THE TASKS:
1 > In the passage on ontoterminology, how are concepts written to set them apart from terms?
2 > Reproduce the part of the ontoterminology passage that starts at the words "new kind of terminology" and stops after "a formal ontology.", with "shared ontology" in place of "formal ontology".

DOCUMENT SEGMENT:
========================================================================
Although we can extract some useful information

from texts, ontology cannot be built directly from

them since we need ontology for understanding text

(understanding text requires extra-linguistic

knowledge which by definition is not included in the

corpus).

This is why we have introduced the new

paradigm of ontoterminology (Roche 2007) to take

into account these two different activities –

conceptualisation and writing text – and to focus on

conceptualisation. The main goal of terminology is

first to understand and conceptualise the world and

then to name it. Ontoterminology allows building a

new kind of terminology in which the concept plays

a central role. An ontoterminology is a terminology

whose terms, either of usage or normalised, are

related to concepts defined in a formal ontology.

This makes it possible to manage the linguistic and

conceptual dimensions of terminology and provide

two kinds of definition: the first formally defines the

concept whereas the second explains the term and its

usage from a linguistic point of view.

2.2 Term and Concept

Concepts in ontoterminology exist in their own

right. Thus, ontoterminology manages terms as well

as concepts; both are entries in this new kind of

terminology. It also means that term and concept

definitions are separate but connected since the

meaning of a term is related to a concept. In the

example below (see figure 3), these definitions

appear in two different cards, one for the concept

and another for the term.

Ontoterminology enables focusing on the

conceptual and linguistic dimensions of

terminology. Terms and concepts belong to different

and non-isomorphic semiotic systems. In order to

show such a difference, terms, as linguistic

expressions, are written between quotation marks

e.g. “turbine”, while concepts, as entities of a formal

system, are written between chevrons and start with

an upper case e.g. < Hydraulic turbine>.
========================================================================
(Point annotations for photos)
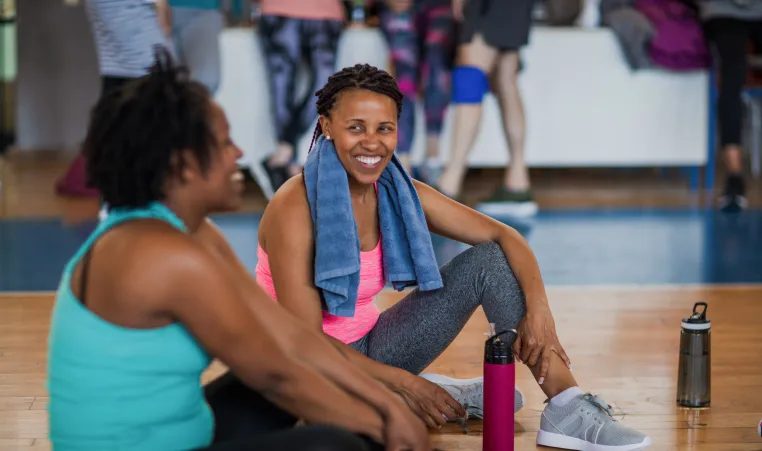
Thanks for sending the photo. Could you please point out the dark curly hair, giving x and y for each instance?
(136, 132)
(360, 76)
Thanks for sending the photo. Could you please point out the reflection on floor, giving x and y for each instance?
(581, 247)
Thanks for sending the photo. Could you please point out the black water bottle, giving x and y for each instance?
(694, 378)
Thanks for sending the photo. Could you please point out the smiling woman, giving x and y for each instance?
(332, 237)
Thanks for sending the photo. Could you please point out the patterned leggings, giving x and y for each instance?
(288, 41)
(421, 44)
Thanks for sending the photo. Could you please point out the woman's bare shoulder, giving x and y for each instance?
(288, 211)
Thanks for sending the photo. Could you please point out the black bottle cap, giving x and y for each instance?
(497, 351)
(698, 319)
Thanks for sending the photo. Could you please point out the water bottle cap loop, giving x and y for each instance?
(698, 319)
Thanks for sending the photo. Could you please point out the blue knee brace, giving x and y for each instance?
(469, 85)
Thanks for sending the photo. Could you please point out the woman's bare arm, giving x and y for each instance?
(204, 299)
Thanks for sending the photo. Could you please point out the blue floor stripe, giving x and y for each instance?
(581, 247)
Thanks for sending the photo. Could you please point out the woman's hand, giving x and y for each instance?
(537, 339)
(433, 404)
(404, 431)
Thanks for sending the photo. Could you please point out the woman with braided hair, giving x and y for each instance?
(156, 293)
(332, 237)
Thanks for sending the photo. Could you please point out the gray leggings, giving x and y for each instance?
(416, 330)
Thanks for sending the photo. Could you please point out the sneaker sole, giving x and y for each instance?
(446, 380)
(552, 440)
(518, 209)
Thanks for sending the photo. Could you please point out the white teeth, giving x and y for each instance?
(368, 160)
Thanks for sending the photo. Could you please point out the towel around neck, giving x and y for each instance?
========================================================================
ANSWERS BELOW:
1 > Between chevrons, starting with an upper case letter, e.g. < Hydraulic turbine>.

2 >
new kind of terminology in which the concept plays

a central role. An ontoterminology is a terminology

whose terms, either of usage or normalised, are

related to concepts defined in a shared ontology.